● Objective:
Arrange the lines running from the start of the records through the line containing "# an outline" as a numbered list, omitting blank lines. Leave the pictures out of your answer.

Named region outline records:
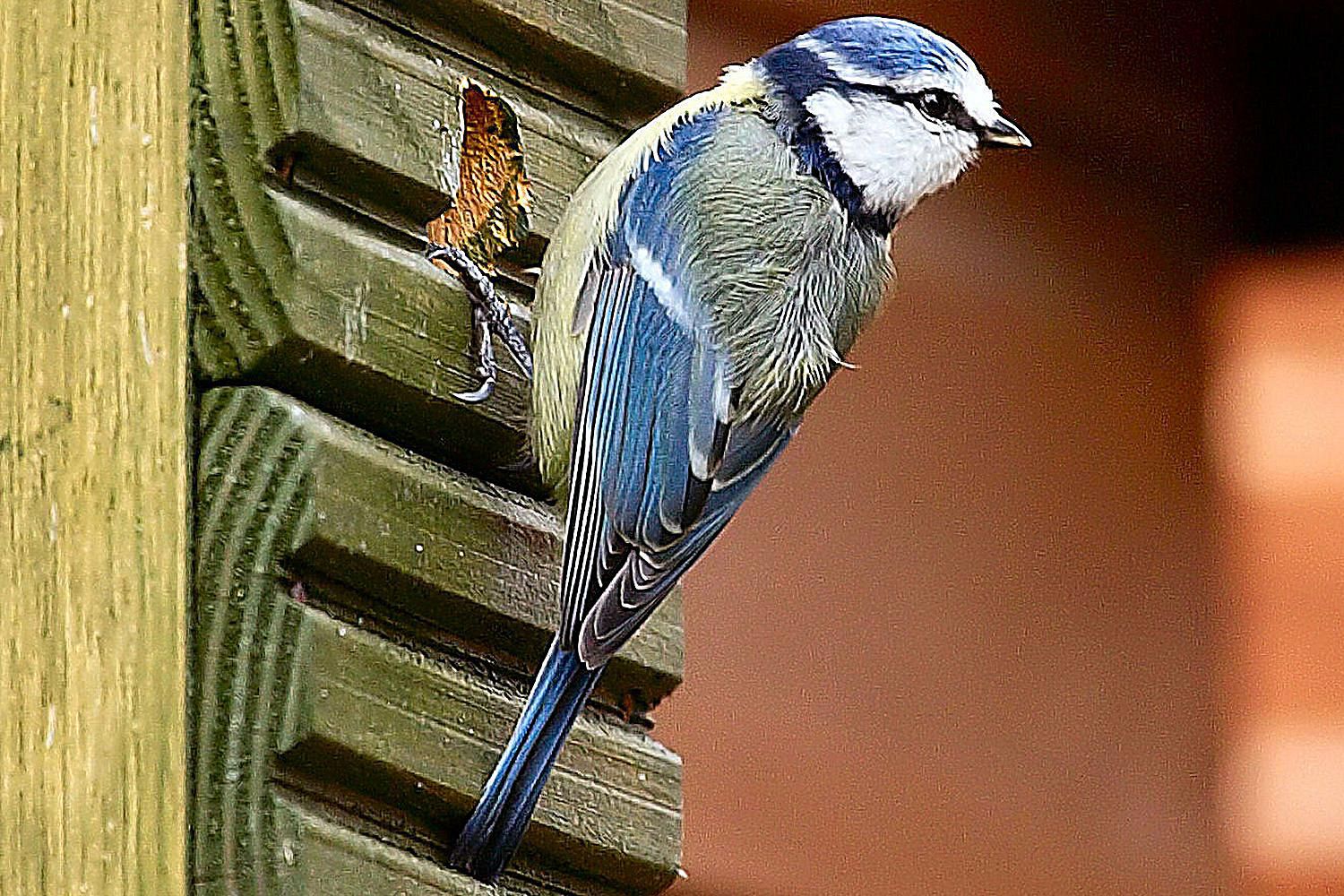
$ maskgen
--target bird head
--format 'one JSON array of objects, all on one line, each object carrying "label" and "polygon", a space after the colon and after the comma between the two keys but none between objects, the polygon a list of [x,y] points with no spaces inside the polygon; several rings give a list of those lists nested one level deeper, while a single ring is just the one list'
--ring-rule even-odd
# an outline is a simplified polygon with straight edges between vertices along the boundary
[{"label": "bird head", "polygon": [[805,159],[820,159],[828,181],[847,180],[832,191],[888,223],[981,149],[1031,145],[961,47],[900,19],[829,21],[753,67],[781,101],[790,140],[810,144]]}]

● Answer for the task:
1. $ maskgen
2. --target bird head
3. --format 'one JSON array of objects, all on one line, each object carrying "label" and "polygon", a space after the colon and after the comma between the two keys but none between objects, the polygon a list of [x,y] points with no spaces inside the polygon; several rings give a list of those lists nested one level deeper, while a single ring is just the one list'
4. --ring-rule even-odd
5. # an outline is a simplified polygon with straight edges between vertices along the boundary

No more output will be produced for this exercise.